[Date Prev][Date Next][Thread Prev][Thread Next][Date Index][Thread Index]

Re: [RRG] Is 12 bytes really so scary?



Heiner, I am not responding to your suggestions because I am only
interested in proposals which are incrementally deployable.  You
discuss modifying TCP/IP, introducing a completely new routing
architecture etc.

I will be away from email for a few days - back on Wednesday.


Maybe the wariness about the practicality of making a real-time
controlled ITR-ETR scheme as been due assuming that the problem is
inherently "hard" - or at least that the solution is likely to be
complex and involve hundreds of thousands of routers talking to each
other, organising themselves autonomously, like the BGP system we
are trying to save.

One way of conceptualising the BGP problem is "insufficient
aggregation".  Some ITR-ETR schemes which involve new structures
which optimise "aggregation" include LISP x.x, CONS, ALT and EMACS.

These all involve the "lots of routers all talking to each other in
a complex system, with messages or at least packets being passed
back and forth, peer to peer, with each one either deciding the next
hop for the packet, or doing something intelligent with the message
before deciding how to pass it on" - not unlike the BPG system.


LISP NERD and Ivip are ITR-ETR schemes where aggregation is not a
concern - they just get the mapping data out to the ITRs.  NERD and
Ivip are conceptually simple, deterministic systems with a
centralised control system, by which actual control of mapping is in
the hands of end-users.

Recorded data:
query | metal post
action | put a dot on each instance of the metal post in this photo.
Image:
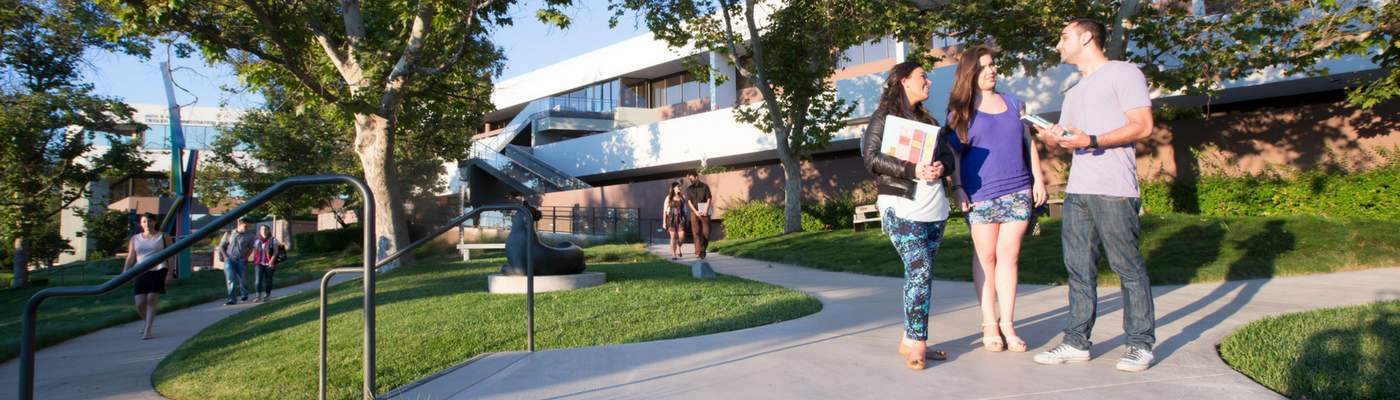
(529, 286)
(368, 297)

Set problem 1>
Name every ITR-ETR scheme that the mailing-list post mentions.
Set problem 2>
In the mailing-list post, on what day does the writer expect to be back on email?
Set problem 3>
According to the mailing-list post, why does the writer not respond to Heiner's suggestions?

Task response 1>
LISP x.x, CONS, ALT, EMACS, LISP NERD, Ivip

Task response 2>
Wednesday.

Task response 3>
The writer is only interested in proposals that can be deployed incrementally. Heiner's suggestions involve modifying TCP/IP and introducing a completely new routing architecture.